**Work required**
Find each line in the data below that contains the string "shop" and copy those lines out. Case counts.

**Extracted information**

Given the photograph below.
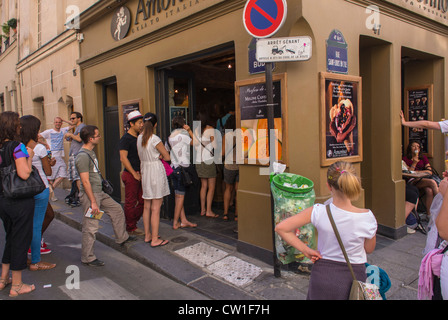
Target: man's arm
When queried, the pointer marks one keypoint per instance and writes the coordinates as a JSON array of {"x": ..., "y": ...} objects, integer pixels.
[
  {"x": 421, "y": 124},
  {"x": 88, "y": 191}
]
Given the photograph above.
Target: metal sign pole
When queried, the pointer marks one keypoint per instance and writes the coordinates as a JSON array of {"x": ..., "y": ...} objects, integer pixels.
[{"x": 271, "y": 139}]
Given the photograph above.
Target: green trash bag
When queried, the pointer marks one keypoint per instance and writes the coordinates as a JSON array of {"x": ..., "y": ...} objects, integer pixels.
[{"x": 292, "y": 194}]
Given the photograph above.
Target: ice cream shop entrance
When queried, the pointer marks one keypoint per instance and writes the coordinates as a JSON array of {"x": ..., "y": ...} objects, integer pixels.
[{"x": 201, "y": 87}]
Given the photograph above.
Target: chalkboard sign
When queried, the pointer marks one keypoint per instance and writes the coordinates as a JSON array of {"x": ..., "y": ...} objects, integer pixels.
[
  {"x": 419, "y": 107},
  {"x": 253, "y": 100},
  {"x": 252, "y": 118},
  {"x": 127, "y": 107}
]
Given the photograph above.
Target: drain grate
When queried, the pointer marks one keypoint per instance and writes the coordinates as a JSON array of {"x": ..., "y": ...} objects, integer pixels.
[
  {"x": 201, "y": 254},
  {"x": 235, "y": 270},
  {"x": 179, "y": 240}
]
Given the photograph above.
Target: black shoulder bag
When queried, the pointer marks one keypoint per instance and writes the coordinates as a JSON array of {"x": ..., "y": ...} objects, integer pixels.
[{"x": 15, "y": 187}]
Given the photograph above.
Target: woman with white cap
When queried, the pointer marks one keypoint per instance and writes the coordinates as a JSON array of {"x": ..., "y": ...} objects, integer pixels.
[{"x": 154, "y": 180}]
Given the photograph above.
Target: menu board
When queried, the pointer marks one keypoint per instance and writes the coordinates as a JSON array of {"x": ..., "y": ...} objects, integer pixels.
[
  {"x": 252, "y": 115},
  {"x": 341, "y": 119},
  {"x": 419, "y": 107}
]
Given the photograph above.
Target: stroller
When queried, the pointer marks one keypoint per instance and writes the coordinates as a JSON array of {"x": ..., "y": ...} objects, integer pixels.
[
  {"x": 73, "y": 199},
  {"x": 414, "y": 218}
]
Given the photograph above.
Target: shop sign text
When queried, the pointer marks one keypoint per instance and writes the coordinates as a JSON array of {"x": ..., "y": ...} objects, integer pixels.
[{"x": 433, "y": 9}]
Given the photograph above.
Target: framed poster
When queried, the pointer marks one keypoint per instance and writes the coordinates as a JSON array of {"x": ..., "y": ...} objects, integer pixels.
[
  {"x": 252, "y": 119},
  {"x": 341, "y": 118},
  {"x": 418, "y": 106},
  {"x": 129, "y": 106},
  {"x": 177, "y": 111}
]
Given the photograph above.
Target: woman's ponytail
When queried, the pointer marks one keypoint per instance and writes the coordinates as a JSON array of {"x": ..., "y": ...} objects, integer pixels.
[{"x": 342, "y": 176}]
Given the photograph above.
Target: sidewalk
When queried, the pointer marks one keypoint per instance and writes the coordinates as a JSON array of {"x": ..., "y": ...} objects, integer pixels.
[{"x": 216, "y": 269}]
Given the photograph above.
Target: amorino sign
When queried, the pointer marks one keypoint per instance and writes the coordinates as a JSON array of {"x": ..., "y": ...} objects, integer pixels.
[
  {"x": 150, "y": 15},
  {"x": 436, "y": 10}
]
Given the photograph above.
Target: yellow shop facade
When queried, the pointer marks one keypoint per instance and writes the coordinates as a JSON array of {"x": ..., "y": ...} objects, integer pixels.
[{"x": 168, "y": 56}]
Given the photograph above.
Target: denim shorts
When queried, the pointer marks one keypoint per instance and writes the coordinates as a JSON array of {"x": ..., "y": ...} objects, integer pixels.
[{"x": 178, "y": 185}]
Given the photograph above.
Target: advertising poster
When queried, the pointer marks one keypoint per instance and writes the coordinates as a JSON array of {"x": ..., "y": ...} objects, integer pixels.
[
  {"x": 341, "y": 118},
  {"x": 127, "y": 107},
  {"x": 419, "y": 107}
]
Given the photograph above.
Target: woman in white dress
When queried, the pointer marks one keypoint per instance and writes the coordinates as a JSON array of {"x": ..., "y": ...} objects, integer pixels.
[{"x": 154, "y": 181}]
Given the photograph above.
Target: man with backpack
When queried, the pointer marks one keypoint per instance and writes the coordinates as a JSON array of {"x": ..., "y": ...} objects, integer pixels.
[
  {"x": 133, "y": 203},
  {"x": 76, "y": 143}
]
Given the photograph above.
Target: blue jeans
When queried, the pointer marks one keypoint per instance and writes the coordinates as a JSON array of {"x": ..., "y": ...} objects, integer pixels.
[{"x": 40, "y": 207}]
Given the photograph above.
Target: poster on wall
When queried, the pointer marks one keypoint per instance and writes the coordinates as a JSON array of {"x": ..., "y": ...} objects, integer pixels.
[
  {"x": 252, "y": 117},
  {"x": 341, "y": 118},
  {"x": 418, "y": 106},
  {"x": 127, "y": 107}
]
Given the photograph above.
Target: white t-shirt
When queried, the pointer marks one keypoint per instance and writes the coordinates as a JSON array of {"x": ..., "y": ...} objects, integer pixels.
[
  {"x": 40, "y": 152},
  {"x": 204, "y": 148},
  {"x": 353, "y": 228},
  {"x": 55, "y": 140},
  {"x": 444, "y": 126},
  {"x": 179, "y": 142}
]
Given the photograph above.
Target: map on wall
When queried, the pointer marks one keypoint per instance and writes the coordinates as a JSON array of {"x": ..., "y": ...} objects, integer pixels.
[{"x": 436, "y": 10}]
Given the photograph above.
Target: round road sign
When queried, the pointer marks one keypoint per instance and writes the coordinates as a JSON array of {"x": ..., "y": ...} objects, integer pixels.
[{"x": 263, "y": 18}]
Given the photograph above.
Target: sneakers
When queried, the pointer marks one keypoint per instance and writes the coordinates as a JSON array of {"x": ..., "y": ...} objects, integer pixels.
[
  {"x": 129, "y": 239},
  {"x": 137, "y": 232}
]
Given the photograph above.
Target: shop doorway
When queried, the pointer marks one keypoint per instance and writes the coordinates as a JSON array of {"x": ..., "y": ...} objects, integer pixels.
[{"x": 190, "y": 86}]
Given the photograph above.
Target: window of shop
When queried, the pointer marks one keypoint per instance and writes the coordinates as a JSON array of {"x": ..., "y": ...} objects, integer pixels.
[{"x": 202, "y": 84}]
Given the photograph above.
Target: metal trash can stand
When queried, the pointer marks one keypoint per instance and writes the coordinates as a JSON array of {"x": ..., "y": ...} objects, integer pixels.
[{"x": 292, "y": 194}]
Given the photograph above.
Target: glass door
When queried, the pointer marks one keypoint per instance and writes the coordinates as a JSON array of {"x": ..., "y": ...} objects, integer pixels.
[{"x": 176, "y": 99}]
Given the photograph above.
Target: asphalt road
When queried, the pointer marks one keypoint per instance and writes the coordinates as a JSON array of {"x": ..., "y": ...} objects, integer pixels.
[{"x": 120, "y": 279}]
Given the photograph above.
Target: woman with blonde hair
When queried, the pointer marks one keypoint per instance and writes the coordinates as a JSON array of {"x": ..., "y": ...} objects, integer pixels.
[
  {"x": 154, "y": 181},
  {"x": 330, "y": 276}
]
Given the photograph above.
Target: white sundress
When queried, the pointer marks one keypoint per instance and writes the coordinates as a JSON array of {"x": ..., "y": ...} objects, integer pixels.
[{"x": 154, "y": 180}]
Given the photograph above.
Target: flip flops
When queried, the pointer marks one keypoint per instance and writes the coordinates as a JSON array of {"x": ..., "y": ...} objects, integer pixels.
[{"x": 161, "y": 244}]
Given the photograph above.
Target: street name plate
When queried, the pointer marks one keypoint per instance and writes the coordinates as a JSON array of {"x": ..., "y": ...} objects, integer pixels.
[{"x": 284, "y": 49}]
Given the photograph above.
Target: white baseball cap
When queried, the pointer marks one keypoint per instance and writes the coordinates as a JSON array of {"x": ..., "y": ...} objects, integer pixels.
[{"x": 134, "y": 115}]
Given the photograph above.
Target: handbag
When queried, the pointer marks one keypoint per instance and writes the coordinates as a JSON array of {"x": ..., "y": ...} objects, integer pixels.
[
  {"x": 15, "y": 187},
  {"x": 167, "y": 167},
  {"x": 107, "y": 186},
  {"x": 359, "y": 290}
]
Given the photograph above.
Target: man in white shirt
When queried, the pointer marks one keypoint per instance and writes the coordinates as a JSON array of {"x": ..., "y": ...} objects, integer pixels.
[
  {"x": 55, "y": 143},
  {"x": 425, "y": 124}
]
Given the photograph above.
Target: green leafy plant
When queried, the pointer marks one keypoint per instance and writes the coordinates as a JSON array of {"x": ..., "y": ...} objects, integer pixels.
[
  {"x": 6, "y": 29},
  {"x": 12, "y": 23}
]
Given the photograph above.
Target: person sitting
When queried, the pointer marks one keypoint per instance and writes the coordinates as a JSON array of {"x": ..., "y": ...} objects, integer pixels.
[{"x": 418, "y": 162}]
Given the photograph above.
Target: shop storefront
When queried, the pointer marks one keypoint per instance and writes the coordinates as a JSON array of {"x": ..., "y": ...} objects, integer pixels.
[{"x": 179, "y": 57}]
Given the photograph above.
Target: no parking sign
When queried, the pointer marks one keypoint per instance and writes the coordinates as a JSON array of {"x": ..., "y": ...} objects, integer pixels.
[{"x": 263, "y": 18}]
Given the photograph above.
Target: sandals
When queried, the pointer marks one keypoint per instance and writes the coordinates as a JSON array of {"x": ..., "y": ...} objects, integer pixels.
[
  {"x": 4, "y": 283},
  {"x": 188, "y": 225},
  {"x": 16, "y": 289},
  {"x": 41, "y": 266},
  {"x": 161, "y": 244}
]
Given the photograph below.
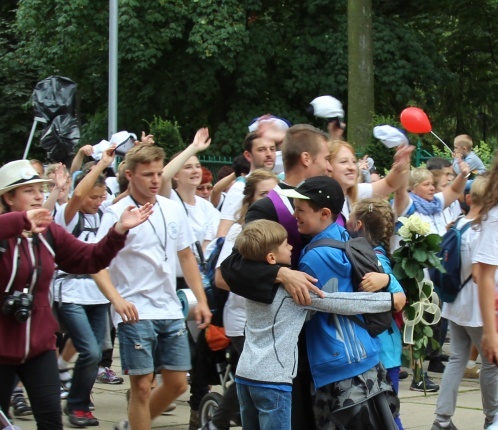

**Expected answer**
Target: ice cream shop entrance
Target: shop sign text
Target: yellow shop facade
Target: shop doorway
Target: window of shop
Target: shop storefront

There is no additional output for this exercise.